PROBLEM STATEMENT: Starting at the line with "Exercise. Point out the sunlit" in it, reproduce each line below through the last one, exactly, and include nothing else.

EXERCISE DATA:
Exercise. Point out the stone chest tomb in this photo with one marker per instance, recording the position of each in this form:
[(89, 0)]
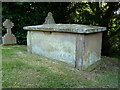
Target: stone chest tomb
[(79, 45)]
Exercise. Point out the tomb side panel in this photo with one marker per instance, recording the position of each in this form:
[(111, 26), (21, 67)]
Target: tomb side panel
[(92, 48), (56, 45)]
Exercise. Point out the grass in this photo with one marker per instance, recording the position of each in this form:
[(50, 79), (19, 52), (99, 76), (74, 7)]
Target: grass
[(22, 69)]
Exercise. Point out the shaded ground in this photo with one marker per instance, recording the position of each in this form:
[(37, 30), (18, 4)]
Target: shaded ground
[(22, 69)]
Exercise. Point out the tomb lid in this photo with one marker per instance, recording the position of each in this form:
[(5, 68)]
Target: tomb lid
[(71, 28)]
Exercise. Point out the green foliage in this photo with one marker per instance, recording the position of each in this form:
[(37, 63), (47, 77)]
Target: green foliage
[(31, 13)]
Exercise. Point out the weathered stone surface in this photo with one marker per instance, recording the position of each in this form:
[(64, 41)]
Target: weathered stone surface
[(8, 38), (56, 45), (49, 19), (72, 28), (78, 45)]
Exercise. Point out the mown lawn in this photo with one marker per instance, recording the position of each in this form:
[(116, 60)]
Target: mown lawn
[(21, 69)]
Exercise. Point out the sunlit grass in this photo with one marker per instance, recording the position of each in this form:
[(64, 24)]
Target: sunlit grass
[(22, 69)]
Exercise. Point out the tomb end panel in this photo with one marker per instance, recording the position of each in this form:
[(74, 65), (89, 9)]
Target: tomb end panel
[(55, 45), (92, 51)]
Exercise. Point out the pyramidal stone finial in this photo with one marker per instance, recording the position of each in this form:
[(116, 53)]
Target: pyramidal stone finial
[(8, 38), (49, 19)]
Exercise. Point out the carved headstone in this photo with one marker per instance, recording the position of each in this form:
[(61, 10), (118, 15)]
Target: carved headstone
[(8, 38), (49, 19)]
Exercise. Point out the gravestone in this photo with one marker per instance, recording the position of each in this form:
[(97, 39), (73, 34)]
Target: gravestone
[(8, 38), (76, 44)]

REPLY TO THE EXERCISE:
Exercise. Point out the sunlit grass in this photo with one marker per instance, recording the position of each in this form:
[(64, 24)]
Target: sunlit grass
[(22, 69)]
Exercise. Point out the tomb end panel in this photo with one marker per instance, recording the position of each in this form:
[(74, 65), (89, 9)]
Target: tomb end panel
[(55, 45), (92, 51)]
Exercise. Point out the pyramidal stone finial in this photo with one marker per instance, recording the position of each in this form:
[(116, 53)]
Target: pyramidal stone finial
[(8, 38), (49, 19)]
Exercise. Point out the carved headstone in this photo with one marker per instance, recording the position of each in this form:
[(61, 10), (118, 15)]
Target: carved headstone
[(8, 38), (49, 19)]
Exercise. Point out the gravestone in this photo with one marker per instance, recording the position of each in this form:
[(97, 39), (73, 34)]
Target: gravestone
[(8, 38), (76, 44)]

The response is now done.